### EXTRACTED INFORMATION
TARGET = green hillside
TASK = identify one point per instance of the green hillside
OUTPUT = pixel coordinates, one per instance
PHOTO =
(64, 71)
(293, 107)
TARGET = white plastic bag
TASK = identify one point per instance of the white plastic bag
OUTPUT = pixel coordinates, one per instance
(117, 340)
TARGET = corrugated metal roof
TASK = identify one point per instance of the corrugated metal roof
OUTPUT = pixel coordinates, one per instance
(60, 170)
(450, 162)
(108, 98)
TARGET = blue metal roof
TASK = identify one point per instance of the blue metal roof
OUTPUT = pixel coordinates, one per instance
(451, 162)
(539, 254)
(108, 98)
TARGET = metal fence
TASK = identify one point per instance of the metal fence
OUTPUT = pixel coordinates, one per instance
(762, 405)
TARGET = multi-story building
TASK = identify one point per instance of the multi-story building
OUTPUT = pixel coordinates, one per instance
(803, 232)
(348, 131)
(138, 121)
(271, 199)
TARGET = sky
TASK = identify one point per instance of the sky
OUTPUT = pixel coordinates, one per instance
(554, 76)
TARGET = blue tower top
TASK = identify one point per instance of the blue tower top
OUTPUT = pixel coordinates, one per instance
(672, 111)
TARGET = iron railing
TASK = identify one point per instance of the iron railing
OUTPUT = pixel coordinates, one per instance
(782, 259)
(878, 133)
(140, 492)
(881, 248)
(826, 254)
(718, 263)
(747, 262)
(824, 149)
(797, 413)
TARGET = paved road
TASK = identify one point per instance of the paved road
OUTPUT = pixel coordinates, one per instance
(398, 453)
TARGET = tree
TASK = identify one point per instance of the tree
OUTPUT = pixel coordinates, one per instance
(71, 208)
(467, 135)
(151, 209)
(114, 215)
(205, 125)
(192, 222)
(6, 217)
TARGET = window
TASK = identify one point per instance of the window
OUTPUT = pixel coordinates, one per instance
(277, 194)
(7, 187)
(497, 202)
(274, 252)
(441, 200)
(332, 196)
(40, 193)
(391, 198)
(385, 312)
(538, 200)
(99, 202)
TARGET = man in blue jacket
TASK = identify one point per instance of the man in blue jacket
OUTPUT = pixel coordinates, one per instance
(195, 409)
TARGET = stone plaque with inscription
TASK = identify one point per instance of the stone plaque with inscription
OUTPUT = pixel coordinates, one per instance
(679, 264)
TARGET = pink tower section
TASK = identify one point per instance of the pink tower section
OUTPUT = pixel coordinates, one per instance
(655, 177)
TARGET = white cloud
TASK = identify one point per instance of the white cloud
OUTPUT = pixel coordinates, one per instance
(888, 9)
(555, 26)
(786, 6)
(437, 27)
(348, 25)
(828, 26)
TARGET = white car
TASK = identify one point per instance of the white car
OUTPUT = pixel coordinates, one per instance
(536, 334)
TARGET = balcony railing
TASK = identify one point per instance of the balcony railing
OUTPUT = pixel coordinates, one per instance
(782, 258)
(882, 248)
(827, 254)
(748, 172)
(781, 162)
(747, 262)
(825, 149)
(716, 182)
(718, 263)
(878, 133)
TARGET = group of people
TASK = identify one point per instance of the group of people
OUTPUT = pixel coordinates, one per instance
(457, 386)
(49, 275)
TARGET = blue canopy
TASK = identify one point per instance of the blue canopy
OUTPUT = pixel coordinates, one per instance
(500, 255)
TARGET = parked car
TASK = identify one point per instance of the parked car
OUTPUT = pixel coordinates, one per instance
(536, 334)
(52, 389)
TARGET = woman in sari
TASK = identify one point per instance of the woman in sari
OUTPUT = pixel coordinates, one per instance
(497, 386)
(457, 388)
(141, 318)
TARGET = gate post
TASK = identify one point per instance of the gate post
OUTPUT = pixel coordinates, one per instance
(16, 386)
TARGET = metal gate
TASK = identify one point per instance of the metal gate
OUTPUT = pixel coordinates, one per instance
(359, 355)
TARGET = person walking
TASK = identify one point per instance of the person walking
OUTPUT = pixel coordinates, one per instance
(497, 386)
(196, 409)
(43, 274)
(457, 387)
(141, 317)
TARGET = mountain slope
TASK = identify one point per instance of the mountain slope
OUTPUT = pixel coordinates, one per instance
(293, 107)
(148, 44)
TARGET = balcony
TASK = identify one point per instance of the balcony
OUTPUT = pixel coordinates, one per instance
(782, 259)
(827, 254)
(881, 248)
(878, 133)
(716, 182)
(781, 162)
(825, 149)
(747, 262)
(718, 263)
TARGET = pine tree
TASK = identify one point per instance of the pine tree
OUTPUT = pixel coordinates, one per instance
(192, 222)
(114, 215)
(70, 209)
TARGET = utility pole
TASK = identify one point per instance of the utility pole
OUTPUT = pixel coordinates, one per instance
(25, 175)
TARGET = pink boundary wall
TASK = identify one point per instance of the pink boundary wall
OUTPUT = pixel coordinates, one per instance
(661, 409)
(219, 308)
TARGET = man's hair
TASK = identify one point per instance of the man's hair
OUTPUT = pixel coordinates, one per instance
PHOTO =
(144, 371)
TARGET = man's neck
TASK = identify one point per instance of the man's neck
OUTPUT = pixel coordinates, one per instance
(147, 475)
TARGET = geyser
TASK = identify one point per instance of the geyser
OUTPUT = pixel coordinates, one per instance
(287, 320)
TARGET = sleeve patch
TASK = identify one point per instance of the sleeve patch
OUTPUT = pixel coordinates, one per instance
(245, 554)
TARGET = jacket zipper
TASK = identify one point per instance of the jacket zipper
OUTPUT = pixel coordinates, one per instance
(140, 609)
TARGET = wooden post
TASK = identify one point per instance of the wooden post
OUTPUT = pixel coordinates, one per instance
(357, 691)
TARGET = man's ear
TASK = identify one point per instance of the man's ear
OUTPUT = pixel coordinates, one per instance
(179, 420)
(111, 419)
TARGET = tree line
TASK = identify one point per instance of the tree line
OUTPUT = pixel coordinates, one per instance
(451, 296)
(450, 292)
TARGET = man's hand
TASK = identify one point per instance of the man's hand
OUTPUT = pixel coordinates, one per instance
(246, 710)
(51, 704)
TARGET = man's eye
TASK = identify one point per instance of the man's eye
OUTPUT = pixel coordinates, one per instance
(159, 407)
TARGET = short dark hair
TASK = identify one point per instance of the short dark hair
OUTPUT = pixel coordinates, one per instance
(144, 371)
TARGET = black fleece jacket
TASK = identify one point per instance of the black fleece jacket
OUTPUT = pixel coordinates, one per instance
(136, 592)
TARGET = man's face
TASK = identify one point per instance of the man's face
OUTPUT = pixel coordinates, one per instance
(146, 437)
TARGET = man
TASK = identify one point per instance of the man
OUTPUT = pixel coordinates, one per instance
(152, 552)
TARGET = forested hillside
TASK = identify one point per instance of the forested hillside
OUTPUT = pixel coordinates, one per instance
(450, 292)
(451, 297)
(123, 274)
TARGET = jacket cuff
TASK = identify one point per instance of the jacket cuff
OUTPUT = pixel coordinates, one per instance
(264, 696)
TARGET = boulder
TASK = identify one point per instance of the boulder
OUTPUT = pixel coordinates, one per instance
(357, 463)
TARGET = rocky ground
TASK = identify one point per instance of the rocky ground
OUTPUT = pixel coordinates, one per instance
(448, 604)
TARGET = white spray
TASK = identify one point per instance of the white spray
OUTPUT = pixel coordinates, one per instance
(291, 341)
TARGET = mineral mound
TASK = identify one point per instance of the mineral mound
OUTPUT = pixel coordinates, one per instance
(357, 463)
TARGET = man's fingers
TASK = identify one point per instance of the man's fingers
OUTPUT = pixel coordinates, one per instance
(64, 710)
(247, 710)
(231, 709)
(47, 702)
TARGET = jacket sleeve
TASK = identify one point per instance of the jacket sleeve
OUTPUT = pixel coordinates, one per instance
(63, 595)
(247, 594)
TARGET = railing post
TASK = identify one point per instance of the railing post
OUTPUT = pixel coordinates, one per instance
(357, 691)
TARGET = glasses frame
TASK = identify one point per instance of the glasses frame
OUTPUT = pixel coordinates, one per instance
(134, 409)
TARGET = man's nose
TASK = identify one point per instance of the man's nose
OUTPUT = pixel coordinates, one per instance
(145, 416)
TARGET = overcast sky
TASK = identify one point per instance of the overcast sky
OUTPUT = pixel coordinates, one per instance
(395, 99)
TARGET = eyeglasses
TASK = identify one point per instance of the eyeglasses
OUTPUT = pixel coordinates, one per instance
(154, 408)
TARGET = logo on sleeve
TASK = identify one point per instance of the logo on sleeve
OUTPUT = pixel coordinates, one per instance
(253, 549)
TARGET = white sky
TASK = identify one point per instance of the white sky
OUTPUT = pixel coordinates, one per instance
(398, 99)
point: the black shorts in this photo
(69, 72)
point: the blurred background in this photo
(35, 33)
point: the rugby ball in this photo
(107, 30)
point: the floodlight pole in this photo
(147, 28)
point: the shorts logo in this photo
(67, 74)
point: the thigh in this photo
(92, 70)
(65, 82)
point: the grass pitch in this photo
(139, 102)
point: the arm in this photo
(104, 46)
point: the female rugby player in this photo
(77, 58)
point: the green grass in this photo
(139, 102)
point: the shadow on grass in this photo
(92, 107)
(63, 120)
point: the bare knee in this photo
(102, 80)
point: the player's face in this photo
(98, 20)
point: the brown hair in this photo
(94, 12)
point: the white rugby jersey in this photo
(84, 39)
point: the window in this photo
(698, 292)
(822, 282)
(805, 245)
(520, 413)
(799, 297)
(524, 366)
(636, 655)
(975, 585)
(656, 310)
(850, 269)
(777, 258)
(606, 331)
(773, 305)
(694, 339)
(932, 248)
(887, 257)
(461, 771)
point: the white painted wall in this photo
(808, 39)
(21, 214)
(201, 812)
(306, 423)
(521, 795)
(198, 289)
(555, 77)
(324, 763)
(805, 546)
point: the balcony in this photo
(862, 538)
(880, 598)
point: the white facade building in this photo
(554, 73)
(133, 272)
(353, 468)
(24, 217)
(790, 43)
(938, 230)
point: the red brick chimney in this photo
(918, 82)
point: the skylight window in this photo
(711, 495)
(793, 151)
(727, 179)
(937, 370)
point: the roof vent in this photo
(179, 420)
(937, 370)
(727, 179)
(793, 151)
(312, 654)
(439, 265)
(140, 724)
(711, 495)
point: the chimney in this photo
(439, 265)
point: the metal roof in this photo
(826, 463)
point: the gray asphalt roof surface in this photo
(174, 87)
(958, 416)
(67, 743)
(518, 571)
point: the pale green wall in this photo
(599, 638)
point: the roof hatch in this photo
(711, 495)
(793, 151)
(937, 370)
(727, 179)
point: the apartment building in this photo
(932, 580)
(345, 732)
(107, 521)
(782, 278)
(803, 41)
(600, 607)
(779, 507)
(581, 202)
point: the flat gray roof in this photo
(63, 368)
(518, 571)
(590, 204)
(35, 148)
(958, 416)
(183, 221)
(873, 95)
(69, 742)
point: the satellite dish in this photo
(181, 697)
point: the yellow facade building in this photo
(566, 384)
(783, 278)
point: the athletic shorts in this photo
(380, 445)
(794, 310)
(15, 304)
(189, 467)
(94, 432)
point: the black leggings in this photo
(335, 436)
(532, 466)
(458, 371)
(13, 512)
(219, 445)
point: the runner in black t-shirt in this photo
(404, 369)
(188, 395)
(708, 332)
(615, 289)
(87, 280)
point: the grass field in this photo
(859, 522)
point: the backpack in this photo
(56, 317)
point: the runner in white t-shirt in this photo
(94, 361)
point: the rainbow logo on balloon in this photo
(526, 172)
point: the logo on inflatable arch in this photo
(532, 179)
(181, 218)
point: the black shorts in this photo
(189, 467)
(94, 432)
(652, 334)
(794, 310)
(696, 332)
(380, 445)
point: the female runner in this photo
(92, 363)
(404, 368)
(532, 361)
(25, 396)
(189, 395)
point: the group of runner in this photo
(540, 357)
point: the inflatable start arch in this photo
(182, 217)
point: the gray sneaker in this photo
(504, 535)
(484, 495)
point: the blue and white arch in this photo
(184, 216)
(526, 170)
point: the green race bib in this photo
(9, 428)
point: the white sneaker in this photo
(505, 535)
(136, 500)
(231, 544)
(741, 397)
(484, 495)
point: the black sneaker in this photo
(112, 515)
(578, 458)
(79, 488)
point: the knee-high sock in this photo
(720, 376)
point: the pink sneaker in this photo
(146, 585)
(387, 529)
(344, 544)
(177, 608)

### TASK TO CARRY OUT
Rewrite the material starting at the line containing "point: the black leggings in this photo" and ending at the end of the material, changing "sneaker" to "shoe" and leaving everything else the same.

### SOLUTION FOR THIS TASK
point: the black leggings in this photo
(335, 436)
(532, 466)
(458, 371)
(13, 512)
(219, 445)
point: the runner in black t-shirt in this photo
(404, 369)
(188, 395)
(708, 332)
(615, 289)
(87, 280)
point: the grass field in this photo
(859, 522)
point: the backpack in this photo
(56, 317)
point: the runner in white t-shirt in this photo
(94, 361)
point: the rainbow logo on balloon in this photo
(526, 172)
point: the logo on inflatable arch in this photo
(532, 179)
(181, 218)
point: the black shorts in this photo
(189, 467)
(94, 432)
(652, 334)
(794, 310)
(696, 332)
(380, 445)
point: the female runner in this photo
(92, 363)
(404, 368)
(532, 361)
(25, 396)
(189, 395)
point: the group of runner in this photo
(540, 357)
point: the inflatable start arch in this photo
(182, 217)
point: the gray shoe in this photo
(504, 535)
(484, 495)
point: the blue and white arch in this photo
(184, 216)
(526, 170)
point: the green race bib in this photo
(9, 428)
point: the white shoe in this photo
(505, 535)
(136, 500)
(231, 544)
(741, 397)
(484, 495)
point: the black shoe in this photo
(112, 515)
(578, 458)
(79, 488)
point: the knee-high sock in this photo
(720, 376)
point: the pink shoe in this photo
(146, 585)
(387, 529)
(344, 544)
(177, 608)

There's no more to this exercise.